Request -
Filter the items below, copying each line that contains the string "building". Matching is case-sensitive.

Listed records -

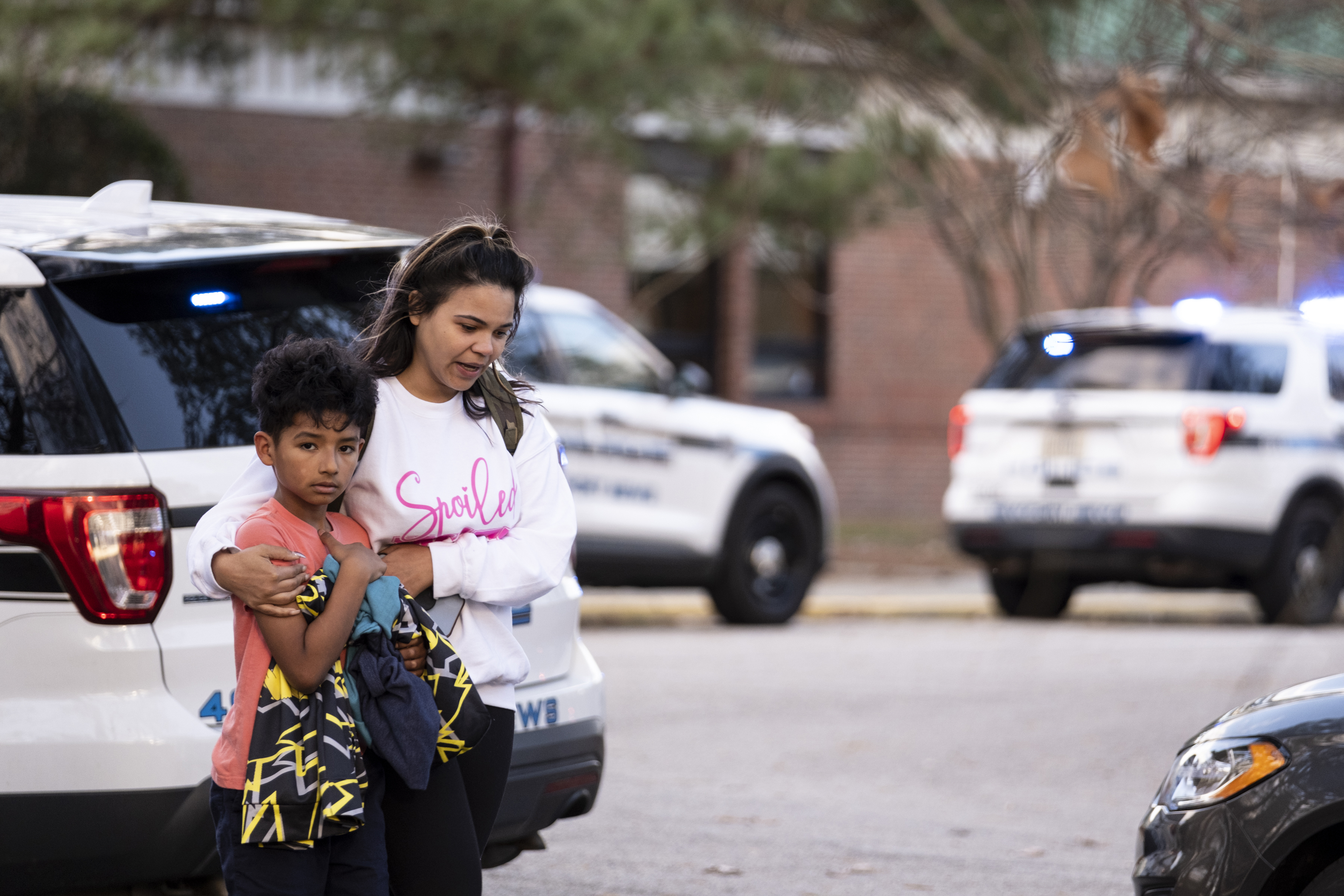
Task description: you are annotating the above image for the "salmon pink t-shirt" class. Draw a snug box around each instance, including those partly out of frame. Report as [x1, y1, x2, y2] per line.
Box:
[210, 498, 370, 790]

---

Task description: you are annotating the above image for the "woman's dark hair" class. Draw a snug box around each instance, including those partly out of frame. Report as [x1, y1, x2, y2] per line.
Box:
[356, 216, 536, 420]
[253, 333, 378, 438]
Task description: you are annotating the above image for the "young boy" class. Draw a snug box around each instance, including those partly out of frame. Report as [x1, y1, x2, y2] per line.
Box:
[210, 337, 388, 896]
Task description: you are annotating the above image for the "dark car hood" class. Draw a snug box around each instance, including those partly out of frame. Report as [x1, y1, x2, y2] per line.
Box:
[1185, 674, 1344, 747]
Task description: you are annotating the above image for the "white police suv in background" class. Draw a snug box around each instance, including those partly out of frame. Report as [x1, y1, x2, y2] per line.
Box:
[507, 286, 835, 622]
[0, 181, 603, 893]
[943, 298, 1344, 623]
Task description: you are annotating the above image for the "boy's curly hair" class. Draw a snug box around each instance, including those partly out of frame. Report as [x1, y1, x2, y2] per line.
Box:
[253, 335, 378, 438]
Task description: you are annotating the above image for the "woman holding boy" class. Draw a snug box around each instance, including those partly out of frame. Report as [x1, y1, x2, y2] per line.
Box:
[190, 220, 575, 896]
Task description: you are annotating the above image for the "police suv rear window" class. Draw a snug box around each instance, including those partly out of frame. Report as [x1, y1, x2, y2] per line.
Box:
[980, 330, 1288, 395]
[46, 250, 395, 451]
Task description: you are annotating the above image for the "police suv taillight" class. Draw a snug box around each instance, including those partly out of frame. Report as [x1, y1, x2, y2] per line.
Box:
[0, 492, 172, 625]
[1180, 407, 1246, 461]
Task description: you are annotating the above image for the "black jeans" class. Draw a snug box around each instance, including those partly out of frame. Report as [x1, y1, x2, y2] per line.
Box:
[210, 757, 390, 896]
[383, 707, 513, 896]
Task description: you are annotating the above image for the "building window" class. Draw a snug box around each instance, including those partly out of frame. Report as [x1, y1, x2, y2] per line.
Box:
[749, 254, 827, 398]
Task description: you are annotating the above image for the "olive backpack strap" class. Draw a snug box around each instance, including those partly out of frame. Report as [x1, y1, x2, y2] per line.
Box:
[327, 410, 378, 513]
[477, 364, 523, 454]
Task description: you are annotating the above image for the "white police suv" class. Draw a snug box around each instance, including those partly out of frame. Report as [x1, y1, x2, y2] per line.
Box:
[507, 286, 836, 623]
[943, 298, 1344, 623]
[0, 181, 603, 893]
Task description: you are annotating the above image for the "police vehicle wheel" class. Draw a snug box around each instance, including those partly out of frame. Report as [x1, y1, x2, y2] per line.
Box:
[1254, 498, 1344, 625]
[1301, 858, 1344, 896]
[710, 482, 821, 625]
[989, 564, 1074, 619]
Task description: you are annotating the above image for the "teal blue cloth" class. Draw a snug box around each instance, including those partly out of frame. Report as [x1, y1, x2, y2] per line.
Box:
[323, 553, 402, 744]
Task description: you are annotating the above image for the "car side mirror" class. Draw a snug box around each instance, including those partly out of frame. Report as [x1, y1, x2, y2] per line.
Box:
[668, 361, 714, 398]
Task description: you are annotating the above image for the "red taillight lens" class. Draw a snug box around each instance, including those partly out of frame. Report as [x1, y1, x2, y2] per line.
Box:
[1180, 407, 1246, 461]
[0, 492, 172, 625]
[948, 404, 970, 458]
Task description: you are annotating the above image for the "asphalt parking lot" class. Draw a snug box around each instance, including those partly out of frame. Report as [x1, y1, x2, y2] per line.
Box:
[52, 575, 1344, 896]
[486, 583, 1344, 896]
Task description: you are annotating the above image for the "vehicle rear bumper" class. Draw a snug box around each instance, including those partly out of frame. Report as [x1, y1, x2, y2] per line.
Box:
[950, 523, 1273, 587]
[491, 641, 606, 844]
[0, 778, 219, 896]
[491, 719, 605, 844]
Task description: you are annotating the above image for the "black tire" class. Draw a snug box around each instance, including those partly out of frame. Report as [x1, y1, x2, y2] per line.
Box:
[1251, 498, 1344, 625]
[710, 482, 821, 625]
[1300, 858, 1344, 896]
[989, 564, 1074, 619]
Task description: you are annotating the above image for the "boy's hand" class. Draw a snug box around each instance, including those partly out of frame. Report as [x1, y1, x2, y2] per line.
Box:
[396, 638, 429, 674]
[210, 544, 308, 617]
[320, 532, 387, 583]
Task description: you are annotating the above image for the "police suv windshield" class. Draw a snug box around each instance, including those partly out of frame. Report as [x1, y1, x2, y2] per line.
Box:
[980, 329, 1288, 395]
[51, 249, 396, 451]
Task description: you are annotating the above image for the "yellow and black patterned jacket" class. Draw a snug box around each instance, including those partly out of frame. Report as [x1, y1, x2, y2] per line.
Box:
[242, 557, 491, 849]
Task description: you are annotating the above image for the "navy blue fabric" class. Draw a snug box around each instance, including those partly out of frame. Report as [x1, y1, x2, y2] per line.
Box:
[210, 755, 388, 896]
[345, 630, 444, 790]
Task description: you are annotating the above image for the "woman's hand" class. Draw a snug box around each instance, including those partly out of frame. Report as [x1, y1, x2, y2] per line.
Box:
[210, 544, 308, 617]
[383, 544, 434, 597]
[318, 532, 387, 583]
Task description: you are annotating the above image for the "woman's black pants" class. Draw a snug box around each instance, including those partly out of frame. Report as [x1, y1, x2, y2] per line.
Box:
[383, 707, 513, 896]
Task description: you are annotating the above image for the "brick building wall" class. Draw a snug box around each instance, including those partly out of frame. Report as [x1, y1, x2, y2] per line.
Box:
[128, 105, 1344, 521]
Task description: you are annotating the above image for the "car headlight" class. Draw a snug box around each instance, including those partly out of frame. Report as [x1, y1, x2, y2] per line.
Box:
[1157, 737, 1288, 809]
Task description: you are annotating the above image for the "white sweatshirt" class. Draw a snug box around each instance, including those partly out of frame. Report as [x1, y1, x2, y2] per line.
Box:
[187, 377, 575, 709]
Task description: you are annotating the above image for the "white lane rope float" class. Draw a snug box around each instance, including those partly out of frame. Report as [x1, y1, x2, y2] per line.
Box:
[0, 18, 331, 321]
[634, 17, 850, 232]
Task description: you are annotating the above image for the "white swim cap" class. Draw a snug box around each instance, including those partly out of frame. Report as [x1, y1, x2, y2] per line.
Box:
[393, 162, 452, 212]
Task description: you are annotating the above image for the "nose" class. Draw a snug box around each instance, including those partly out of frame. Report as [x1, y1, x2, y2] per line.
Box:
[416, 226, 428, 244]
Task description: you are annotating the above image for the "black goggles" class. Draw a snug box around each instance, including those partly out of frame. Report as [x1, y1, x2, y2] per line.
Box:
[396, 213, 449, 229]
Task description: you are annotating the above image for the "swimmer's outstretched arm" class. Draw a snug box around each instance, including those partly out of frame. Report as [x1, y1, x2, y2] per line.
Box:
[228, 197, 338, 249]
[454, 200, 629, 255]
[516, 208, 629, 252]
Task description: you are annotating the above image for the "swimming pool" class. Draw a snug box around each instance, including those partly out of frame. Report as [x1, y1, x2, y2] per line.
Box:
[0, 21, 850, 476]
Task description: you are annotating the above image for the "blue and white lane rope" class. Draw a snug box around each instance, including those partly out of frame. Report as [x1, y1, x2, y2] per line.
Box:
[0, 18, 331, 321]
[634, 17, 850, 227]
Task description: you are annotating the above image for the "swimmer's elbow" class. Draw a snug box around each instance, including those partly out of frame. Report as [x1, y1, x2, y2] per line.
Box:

...

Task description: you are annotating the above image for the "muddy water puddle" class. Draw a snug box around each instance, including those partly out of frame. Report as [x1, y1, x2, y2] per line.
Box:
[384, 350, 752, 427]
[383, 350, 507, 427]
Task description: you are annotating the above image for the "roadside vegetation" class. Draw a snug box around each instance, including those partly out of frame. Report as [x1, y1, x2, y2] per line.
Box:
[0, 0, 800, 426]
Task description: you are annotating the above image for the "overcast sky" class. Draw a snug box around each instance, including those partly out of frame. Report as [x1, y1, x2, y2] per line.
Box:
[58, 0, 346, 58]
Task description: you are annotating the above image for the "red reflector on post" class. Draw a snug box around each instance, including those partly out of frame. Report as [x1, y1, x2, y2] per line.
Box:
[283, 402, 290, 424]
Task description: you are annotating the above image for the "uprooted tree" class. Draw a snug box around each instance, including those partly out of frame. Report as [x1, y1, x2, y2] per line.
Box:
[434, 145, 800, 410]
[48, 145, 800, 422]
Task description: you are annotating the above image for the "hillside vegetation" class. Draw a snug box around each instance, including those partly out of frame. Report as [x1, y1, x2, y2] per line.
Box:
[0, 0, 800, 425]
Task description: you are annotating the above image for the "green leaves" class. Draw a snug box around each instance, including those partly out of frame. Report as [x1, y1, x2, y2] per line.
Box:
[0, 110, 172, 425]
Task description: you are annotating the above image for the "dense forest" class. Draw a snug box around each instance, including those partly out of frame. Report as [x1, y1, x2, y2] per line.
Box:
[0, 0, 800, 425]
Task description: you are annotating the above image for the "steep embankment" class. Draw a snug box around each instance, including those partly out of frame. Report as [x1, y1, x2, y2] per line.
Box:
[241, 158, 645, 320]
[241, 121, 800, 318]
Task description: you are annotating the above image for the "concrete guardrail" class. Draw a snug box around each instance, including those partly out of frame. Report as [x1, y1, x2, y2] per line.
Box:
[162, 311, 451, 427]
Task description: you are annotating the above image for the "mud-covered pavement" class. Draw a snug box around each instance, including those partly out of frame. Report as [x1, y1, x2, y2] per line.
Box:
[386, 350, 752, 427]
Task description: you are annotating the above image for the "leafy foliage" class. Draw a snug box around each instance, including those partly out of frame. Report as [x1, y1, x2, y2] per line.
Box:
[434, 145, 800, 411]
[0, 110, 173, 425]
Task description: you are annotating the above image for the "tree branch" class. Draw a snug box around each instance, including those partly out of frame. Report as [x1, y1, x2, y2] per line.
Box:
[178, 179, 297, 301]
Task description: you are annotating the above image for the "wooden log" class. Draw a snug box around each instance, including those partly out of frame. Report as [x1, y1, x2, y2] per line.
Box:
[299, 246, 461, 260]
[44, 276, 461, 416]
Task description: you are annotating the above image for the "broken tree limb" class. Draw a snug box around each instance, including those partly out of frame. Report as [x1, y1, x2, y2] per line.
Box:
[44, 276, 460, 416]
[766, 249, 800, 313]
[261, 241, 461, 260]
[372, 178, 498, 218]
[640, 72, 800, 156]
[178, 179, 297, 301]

Expected answer -
Task description: you are annotating the above image for the "building window" class. Draw a snug box around each instance, including those partly out of frame. Report as [x1, y1, x2, y2] per line.
Task description: you are annotating the above image for the "brick building wall" class. Draw a snug box around each instance, including those partly out of frame. Report as [x1, y1, x2, y2] per line.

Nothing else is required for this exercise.